*** Opening Data for this task ***

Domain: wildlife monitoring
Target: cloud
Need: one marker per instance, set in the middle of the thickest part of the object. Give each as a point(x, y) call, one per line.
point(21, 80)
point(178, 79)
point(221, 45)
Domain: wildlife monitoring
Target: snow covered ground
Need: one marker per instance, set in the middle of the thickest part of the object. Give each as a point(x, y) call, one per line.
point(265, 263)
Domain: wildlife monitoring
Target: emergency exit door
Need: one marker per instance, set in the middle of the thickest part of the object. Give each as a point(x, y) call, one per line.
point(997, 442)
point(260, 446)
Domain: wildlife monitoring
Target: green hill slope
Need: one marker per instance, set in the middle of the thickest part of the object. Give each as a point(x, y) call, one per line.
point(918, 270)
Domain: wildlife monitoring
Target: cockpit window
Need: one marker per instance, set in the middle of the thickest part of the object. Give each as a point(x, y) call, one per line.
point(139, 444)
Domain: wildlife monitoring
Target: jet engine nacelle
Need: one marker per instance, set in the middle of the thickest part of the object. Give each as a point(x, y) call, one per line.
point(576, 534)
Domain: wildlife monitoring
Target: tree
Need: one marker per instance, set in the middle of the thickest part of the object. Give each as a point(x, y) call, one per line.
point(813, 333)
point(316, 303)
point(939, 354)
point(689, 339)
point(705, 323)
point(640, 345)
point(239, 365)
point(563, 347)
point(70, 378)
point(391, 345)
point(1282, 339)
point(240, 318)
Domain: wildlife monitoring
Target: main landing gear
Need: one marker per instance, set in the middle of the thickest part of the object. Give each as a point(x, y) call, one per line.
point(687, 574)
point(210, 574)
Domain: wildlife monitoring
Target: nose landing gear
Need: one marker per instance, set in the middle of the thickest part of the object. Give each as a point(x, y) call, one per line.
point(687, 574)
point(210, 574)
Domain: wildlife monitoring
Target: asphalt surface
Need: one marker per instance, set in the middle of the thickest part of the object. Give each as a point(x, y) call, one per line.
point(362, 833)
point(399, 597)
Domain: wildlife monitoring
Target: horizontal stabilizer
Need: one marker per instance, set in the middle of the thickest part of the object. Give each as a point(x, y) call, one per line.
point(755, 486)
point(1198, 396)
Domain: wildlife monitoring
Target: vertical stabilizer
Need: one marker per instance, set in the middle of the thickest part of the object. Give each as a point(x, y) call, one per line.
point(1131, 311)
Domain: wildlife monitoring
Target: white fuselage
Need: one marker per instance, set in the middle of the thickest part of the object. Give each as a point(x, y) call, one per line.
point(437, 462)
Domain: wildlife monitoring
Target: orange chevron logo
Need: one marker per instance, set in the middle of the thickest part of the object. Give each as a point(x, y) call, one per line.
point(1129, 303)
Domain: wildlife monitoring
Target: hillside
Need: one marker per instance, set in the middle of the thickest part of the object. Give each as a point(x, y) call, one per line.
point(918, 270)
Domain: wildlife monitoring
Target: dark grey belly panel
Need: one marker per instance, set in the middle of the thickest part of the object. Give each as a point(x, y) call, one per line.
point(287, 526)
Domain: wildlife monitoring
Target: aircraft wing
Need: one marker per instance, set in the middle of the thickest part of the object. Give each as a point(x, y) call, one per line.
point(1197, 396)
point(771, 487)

*** Closing Data for this task ***

Assignment
The task here is to output the line with "Target: aircraft wing" and all lines after it to the end of the records above, exactly and only those.

Task answer
Target: aircraft wing
Need: one marker per instance, set in the middle of the thickest part of the object. Give each as a point(x, y) call, one per line.
point(1197, 396)
point(771, 487)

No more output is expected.